◆ Text under study
────

The news from Albany this past week was unsettling, to say the least.
New York State's rascally environmentalists previously managed to get a moratorium on the hydraulic fracturing gas drilling process (usually called fracking) until an environmental impact review, begun way back in 2008, is finished.
Now, responding to a state legislator's demand for an even more comprehensive review of the potential health effects of fracking, New York Gov. Andrew Cuomo issued a shocking statement. "We're trying to bring down the emotion and bring up the information, so we'll make a decision on the facts rather than on feelings," he said.
They want the facts first and then they'll allow fracking? What kind of silliness is that? How are Texas gas-drilling industry robber barons supposed to get rich quick that way? Who can blame them if they appeal to our emotions by saying the evil fracking foes threaten the fabulous jobs (and billions in profits for the robber barons) of Pennsylvania's gas boom?
Who can blame the robber barons for shoveling millions of dollars in so-called "political campaign contributions" into Gov. Tom Corbett's coffers, and millions more to other state politicians, so that their gas-drilling operations can be allowed to blast toxic drilling solutions all over the place willy-nilly?
Also, the robber barons' generosity has resulted in Pennsylvania being the only gas-producing state in America that does not impose a severance tax on extracted gas, resulting in rivers of profit flowing like tsunamis into Texas and Oklahoma.
What sort of commie would want to deprive robber barons of their well-earned yachts and villas on the French Riviera?
Cuomo's comments came just as other environmental rascals were planning a "Brownie Bake Sale" for Saturday in Allentown's Cedar Beach Park. (I wish I could tell you how it turned out, but the old meanies at The Morning Call make me file my Sunday column by Friday afternoon.)
Anyway, the brownie shindig was just one of 200 events across the nation and abroad in the second annual "Global Frackdown" crusade against fracking hatched by Food & Water Watch, a bunch of environmental troublemakers who think people should have access to clean water.
The Lehigh Valley's contingent cooked up the Brownie Bake Sale in honor of state Sen. Pat Browne, R-Lehigh, who, according to the group's press release, "balked at supporting recently introduced legislation to stop fracking." Organizers of the Browne brownie bash pointed out that polls show nearly two-thirds of Pennsylvanians support a fracking moratorium.
The legislation they want Browne to back is Senate Bill 1100, introduced last month. It provides for a statewide moratorium on gas drilling pending a "comprehensive report" on a study by a newly created Well Drilling Study Commission.
Oh, horrors! We'll be just like New York.
"The report," says SB 1100, "shall thoroughly investigate the impacts of well drilling in this commonwealth and make recommendations on improvements to Pennsylvania's law to ensure the protection of the public and the environment and the successful promotion of the natural gas industry."
It even provides for recommendations on "the protection of rivers, streams and groundwater from drilling activities." Can you imagine anything so subversive?
HB 1100 stipulates that the seven members of the Well Drilling Study Commission will be appointed by the governor, with the consent of the Senate.

────

◆ Exercise data
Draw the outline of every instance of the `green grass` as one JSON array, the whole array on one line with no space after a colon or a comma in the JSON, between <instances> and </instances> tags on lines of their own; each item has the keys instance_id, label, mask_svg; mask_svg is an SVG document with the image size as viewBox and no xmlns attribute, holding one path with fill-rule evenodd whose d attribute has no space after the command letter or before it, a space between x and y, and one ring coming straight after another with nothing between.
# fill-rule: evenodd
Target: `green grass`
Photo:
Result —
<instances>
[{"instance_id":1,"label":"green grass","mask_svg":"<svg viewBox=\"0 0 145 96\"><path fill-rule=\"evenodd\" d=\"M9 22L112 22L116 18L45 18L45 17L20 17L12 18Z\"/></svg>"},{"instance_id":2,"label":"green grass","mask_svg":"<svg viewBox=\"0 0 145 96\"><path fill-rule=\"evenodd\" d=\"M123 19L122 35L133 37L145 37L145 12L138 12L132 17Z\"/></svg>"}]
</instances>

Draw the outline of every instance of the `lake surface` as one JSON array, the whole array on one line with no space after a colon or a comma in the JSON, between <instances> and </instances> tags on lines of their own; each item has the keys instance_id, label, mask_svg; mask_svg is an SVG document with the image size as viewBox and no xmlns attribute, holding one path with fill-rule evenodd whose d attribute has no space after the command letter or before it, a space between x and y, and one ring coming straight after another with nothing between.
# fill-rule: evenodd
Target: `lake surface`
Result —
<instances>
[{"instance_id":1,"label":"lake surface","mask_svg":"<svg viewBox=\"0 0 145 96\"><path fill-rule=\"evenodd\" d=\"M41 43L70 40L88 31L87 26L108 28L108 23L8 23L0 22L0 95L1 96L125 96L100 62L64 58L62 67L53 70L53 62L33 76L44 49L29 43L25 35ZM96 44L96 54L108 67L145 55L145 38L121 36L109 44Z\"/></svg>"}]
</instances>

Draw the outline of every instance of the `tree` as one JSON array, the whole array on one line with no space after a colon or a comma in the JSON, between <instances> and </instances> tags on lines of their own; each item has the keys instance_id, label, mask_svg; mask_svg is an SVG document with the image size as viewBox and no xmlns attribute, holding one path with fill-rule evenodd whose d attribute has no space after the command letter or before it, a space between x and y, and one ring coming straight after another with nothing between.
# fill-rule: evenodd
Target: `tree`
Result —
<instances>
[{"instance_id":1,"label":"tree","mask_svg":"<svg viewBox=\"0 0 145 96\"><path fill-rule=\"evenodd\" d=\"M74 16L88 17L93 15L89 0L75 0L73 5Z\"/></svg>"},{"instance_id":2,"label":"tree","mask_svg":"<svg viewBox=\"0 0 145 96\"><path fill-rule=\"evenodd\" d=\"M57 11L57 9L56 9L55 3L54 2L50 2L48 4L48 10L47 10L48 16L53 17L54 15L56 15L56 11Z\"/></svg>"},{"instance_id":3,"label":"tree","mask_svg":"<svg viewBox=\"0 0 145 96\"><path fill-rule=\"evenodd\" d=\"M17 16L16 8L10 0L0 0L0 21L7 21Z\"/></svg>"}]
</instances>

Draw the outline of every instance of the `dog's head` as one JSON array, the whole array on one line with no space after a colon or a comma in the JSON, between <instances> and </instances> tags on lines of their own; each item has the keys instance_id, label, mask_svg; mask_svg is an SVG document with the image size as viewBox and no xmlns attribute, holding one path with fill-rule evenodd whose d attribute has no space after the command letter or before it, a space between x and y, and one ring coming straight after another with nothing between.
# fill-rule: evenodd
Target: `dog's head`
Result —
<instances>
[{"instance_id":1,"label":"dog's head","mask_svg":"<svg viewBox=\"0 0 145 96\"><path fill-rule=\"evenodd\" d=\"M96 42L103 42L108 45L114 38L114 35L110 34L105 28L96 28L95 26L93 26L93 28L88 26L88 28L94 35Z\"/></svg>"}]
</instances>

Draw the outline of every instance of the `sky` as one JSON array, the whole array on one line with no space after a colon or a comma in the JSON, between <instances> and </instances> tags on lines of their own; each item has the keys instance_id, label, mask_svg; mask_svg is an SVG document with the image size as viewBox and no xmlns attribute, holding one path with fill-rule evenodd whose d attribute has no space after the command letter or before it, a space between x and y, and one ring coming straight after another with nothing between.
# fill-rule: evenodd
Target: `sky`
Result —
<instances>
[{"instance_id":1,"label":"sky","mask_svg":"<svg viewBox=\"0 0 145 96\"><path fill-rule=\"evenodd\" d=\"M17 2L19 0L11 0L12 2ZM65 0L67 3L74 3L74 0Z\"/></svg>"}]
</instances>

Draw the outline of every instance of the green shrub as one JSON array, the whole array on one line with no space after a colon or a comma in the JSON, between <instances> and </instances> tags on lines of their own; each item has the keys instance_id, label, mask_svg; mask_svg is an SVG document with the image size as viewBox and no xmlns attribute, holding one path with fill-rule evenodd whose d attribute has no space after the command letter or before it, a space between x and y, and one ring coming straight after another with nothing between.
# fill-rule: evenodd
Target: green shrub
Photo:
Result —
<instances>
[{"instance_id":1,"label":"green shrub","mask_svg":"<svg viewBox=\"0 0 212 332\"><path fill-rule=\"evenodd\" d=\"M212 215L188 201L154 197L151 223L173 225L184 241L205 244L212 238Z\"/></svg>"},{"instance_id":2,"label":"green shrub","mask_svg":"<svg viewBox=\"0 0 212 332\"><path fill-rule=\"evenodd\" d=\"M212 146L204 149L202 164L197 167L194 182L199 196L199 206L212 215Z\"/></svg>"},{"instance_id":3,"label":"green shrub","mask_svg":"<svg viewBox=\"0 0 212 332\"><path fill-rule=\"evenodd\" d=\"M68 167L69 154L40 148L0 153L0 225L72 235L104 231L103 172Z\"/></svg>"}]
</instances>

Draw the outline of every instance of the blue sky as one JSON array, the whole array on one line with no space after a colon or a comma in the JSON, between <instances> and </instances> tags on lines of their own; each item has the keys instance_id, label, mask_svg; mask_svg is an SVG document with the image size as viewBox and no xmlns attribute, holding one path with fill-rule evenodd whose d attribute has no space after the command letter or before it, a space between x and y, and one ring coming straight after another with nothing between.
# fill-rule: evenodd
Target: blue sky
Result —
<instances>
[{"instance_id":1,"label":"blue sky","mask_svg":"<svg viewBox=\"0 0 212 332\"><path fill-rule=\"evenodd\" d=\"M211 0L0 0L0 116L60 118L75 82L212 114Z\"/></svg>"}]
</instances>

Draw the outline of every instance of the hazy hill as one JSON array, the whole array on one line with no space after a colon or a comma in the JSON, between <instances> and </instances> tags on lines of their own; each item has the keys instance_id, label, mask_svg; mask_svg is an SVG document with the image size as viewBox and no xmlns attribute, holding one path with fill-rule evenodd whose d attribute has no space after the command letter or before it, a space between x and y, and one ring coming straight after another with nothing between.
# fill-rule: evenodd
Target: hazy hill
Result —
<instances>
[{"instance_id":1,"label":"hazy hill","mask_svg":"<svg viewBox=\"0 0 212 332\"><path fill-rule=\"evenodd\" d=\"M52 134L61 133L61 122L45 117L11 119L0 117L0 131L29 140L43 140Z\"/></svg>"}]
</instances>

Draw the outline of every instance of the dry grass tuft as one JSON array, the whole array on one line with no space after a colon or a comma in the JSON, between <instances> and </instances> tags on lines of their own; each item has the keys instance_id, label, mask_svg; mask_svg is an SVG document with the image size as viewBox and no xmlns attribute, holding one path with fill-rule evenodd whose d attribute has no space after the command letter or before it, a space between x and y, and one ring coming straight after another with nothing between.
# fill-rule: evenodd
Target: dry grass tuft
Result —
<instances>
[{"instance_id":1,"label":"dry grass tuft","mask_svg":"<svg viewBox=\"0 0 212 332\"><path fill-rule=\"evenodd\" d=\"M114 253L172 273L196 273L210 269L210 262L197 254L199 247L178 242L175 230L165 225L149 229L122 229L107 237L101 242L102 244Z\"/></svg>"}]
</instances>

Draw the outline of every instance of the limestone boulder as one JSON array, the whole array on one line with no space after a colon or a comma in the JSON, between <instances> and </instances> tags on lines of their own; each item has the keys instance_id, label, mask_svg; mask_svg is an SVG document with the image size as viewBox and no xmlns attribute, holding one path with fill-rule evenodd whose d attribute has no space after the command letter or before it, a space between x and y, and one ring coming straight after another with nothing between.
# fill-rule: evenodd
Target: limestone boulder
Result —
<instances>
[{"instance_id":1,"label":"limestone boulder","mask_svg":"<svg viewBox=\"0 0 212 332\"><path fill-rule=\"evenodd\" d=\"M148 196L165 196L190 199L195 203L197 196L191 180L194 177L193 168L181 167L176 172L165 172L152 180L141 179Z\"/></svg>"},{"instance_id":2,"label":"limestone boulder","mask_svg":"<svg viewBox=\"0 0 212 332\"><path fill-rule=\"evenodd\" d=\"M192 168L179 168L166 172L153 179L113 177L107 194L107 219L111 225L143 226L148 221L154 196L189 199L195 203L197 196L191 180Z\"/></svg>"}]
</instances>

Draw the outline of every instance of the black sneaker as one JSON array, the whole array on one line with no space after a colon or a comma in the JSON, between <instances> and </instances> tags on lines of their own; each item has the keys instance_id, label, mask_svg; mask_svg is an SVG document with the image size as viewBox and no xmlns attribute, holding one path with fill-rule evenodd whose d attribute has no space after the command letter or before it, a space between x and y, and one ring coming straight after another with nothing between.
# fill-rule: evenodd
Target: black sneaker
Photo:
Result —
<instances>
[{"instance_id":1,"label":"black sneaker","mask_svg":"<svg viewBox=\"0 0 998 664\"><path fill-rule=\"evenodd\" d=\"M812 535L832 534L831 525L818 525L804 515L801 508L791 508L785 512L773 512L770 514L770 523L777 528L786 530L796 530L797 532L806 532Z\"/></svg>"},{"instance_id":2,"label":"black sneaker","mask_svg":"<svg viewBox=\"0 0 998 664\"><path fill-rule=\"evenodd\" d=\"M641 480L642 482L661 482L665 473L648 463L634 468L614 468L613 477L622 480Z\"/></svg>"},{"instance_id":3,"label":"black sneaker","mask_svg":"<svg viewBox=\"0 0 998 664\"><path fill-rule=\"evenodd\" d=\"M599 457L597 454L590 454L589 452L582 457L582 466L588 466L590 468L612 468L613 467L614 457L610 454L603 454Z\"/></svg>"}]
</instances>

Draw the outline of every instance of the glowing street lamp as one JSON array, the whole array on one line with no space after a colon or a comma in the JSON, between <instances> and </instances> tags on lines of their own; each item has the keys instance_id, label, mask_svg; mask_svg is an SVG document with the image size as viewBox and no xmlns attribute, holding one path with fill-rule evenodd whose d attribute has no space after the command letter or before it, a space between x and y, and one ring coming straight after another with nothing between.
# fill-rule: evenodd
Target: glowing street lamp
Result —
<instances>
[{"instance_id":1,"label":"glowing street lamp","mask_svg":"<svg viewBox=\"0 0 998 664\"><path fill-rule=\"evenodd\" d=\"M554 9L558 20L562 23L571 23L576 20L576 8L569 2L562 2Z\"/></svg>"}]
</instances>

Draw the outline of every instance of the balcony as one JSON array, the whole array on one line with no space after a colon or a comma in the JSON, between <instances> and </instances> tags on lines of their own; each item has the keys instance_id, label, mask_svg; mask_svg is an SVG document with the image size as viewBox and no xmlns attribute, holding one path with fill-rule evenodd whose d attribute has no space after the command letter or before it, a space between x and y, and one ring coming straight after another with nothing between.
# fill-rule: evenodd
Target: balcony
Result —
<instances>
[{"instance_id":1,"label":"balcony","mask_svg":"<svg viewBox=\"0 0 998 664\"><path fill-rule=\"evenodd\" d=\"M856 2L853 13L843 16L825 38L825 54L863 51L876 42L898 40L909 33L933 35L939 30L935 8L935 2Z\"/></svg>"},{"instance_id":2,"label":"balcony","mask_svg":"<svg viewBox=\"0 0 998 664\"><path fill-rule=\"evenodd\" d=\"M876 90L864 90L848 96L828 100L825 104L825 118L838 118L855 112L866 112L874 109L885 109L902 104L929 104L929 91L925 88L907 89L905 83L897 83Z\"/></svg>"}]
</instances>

────

◆ Exercise description
Reproduce word for word everything in the fracking column from "Cuomo's comments came" down to "by Friday afternoon.)".

◆ Result below
Cuomo's comments came just as other environmental rascals were planning a "Brownie Bake Sale" for Saturday in Allentown's Cedar Beach Park. (I wish I could tell you how it turned out, but the old meanies at The Morning Call make me file my Sunday column by Friday afternoon.)